(Dataset items)
---*---

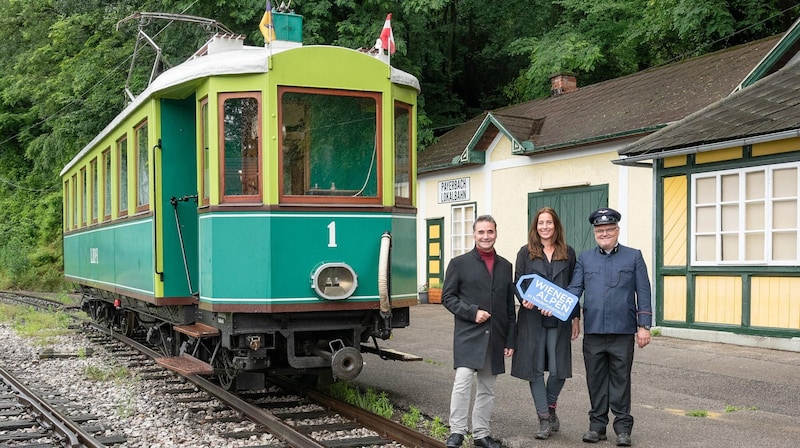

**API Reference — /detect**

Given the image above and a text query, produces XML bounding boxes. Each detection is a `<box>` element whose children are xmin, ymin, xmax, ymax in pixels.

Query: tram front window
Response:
<box><xmin>280</xmin><ymin>88</ymin><xmax>381</xmax><ymax>199</ymax></box>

---*---

_Work required_. Please write out all the lines above again, requests included, shifting every bounding-box coordinate in the answers by adding 81 to it. Leave the pictures out of your answer.

_Correct response_.
**API Reference — /detect**

Given the image above and a text query, produces XML bounding boxes. Each detection is a `<box>` element whose children are xmin, ymin, xmax, ymax in pixels.

Query: tram front window
Response:
<box><xmin>361</xmin><ymin>169</ymin><xmax>462</xmax><ymax>280</ymax></box>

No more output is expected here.